From the lines below, pull out every one that contains the string "blue" and copy each in full. Case counts.

* _RECORD EXTRACTS_
◇ ◇ ◇ ◇ ◇ ◇ ◇

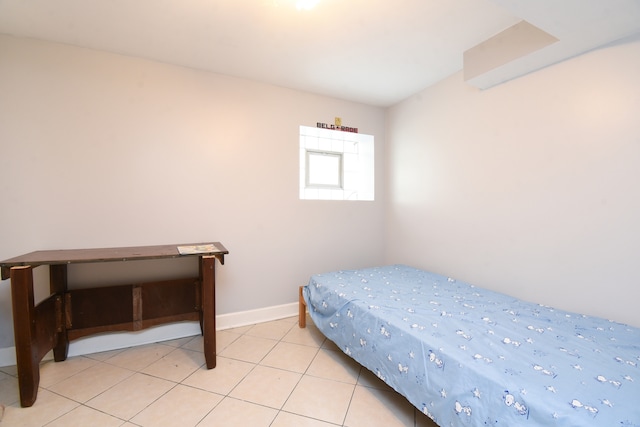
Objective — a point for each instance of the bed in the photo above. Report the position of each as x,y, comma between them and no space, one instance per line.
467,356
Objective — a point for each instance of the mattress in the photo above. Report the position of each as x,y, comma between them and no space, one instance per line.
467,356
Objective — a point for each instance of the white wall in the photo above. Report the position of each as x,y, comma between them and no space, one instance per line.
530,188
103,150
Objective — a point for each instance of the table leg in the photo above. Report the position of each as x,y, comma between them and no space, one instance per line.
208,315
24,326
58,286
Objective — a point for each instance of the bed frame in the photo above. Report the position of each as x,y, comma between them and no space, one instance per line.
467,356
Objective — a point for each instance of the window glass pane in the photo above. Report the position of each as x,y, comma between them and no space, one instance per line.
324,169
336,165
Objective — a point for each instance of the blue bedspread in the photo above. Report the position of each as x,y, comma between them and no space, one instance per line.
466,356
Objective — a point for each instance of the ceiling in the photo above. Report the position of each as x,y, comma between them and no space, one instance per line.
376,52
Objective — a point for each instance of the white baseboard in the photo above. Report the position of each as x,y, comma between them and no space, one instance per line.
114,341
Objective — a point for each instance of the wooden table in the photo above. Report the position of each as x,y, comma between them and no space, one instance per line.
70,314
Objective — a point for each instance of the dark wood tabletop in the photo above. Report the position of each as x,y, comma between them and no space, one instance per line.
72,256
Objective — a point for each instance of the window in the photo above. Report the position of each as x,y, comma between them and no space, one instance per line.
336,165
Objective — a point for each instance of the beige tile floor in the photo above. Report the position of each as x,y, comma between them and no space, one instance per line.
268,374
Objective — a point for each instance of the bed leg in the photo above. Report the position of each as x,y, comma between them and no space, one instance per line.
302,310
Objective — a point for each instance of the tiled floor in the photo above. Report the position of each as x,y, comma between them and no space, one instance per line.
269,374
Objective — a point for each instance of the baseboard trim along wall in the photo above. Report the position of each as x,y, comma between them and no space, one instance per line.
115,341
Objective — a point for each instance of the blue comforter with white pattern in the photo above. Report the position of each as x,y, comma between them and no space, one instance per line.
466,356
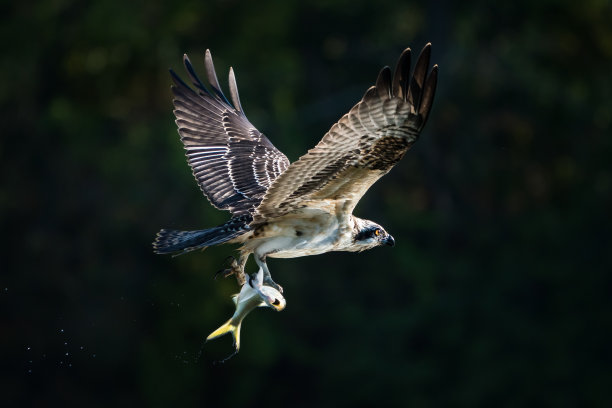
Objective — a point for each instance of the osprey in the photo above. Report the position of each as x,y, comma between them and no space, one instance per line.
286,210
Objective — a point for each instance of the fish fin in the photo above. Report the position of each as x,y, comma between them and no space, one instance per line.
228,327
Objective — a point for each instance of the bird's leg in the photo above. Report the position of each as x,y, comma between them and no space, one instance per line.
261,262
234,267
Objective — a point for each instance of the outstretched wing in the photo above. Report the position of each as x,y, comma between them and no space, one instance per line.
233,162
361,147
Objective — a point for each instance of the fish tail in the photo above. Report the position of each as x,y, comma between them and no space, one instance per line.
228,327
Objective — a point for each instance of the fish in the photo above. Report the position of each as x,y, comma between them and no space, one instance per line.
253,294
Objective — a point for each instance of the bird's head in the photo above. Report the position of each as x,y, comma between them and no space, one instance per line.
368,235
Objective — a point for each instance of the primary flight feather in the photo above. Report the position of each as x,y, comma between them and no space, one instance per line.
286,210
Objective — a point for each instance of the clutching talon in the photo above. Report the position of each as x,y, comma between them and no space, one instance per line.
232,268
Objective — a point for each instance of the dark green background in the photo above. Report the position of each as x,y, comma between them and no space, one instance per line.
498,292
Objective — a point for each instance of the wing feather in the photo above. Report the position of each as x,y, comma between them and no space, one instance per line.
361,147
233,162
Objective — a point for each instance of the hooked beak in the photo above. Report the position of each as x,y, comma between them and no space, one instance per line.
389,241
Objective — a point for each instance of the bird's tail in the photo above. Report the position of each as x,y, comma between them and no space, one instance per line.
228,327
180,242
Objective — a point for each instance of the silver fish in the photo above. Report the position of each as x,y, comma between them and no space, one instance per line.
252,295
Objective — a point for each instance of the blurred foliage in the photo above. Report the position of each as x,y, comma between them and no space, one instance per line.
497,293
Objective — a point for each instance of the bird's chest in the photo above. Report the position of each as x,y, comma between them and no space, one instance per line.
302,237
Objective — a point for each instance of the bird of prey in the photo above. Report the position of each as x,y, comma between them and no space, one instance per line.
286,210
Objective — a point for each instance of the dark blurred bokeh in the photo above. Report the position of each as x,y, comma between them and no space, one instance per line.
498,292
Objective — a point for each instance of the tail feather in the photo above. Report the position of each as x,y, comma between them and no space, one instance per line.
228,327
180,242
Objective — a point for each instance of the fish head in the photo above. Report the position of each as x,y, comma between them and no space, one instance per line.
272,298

◇ ◇ ◇ ◇ ◇ ◇ ◇

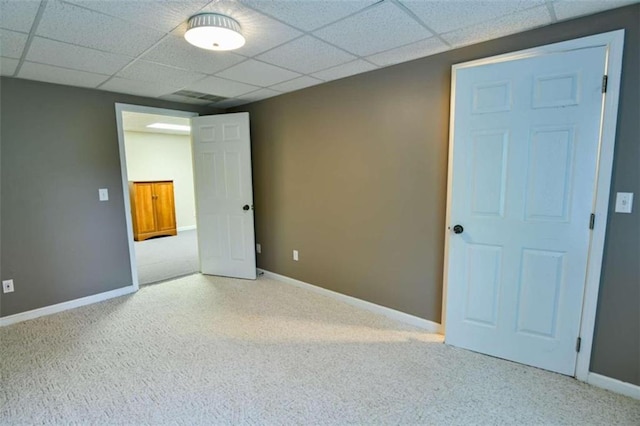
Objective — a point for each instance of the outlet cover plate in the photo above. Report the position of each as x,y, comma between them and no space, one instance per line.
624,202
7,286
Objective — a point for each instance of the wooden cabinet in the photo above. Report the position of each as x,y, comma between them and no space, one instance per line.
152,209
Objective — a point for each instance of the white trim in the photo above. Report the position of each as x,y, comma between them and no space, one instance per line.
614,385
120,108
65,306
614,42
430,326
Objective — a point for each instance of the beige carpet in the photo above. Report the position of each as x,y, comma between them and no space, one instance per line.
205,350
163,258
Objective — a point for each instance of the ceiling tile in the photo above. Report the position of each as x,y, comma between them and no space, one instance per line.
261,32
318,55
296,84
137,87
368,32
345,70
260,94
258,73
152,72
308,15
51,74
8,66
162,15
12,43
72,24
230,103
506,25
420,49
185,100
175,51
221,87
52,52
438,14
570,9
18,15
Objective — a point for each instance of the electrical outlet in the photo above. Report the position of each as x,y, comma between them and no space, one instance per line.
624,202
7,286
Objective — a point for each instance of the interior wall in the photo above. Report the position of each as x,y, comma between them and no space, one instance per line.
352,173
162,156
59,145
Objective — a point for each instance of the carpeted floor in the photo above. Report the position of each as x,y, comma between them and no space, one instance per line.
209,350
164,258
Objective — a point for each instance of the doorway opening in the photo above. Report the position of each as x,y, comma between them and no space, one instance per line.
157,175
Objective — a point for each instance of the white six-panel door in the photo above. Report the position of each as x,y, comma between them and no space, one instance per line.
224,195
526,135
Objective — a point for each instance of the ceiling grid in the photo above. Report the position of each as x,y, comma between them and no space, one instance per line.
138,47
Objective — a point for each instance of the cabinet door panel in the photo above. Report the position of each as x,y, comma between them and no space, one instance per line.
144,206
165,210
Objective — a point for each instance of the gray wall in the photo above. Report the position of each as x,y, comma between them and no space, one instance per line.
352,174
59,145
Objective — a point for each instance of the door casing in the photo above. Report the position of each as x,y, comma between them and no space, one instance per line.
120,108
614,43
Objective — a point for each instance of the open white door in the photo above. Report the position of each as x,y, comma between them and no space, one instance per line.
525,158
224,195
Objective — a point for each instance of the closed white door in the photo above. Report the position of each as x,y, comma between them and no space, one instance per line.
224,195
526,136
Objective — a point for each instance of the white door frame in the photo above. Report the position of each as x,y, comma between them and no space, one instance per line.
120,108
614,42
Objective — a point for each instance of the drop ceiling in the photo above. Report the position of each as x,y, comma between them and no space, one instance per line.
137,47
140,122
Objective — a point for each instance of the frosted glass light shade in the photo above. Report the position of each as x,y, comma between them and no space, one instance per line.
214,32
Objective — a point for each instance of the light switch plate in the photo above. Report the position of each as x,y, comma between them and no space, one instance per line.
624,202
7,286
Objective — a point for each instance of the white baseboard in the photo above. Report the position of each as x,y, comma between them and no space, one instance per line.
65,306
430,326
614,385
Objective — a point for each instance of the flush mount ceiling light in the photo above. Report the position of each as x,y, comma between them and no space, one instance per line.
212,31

◇ ◇ ◇ ◇ ◇ ◇ ◇

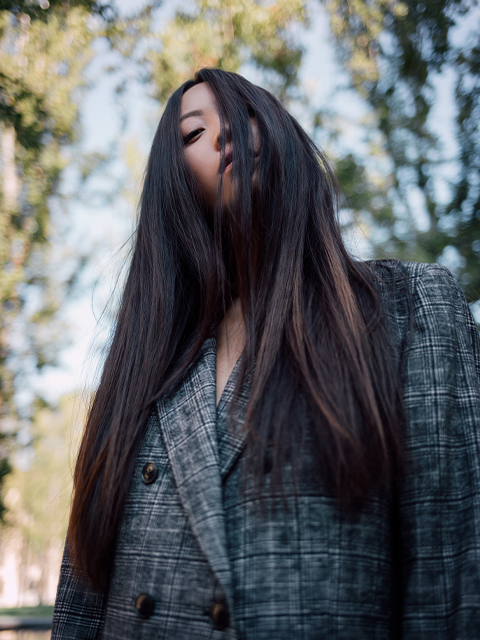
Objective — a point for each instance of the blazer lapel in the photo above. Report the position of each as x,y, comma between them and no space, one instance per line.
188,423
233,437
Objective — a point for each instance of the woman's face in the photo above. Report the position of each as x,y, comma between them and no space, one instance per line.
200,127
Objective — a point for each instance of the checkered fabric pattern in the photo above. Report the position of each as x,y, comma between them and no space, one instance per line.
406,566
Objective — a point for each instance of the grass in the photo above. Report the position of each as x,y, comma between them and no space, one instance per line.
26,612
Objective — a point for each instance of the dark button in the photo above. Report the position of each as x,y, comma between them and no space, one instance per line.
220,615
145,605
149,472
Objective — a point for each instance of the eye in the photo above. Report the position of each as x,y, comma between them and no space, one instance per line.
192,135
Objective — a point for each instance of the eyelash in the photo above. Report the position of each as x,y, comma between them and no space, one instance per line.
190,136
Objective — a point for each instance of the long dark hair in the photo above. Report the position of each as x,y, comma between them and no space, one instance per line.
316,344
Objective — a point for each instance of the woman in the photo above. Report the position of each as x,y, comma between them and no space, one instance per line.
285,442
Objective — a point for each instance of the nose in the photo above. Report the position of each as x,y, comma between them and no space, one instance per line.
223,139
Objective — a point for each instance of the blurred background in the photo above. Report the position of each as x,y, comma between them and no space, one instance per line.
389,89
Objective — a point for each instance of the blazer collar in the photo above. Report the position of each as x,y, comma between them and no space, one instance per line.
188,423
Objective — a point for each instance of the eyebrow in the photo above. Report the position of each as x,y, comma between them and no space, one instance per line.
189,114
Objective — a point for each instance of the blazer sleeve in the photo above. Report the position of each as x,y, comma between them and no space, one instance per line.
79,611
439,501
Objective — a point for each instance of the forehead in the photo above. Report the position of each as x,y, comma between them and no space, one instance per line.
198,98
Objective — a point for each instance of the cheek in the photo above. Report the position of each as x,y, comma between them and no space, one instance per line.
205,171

◇ ◇ ◇ ◇ ◇ ◇ ◇

* _TASK OUTPUT_
Objective — a point for each instance of the blue bedspread in the photo above. Report the position of each as x,y, comma between them and no space, one instance per line.
Objective — a point for each instance of the blue comforter with white pattern in the photo above. Report the position of each as x,y, comma between them and no space, one instance per line.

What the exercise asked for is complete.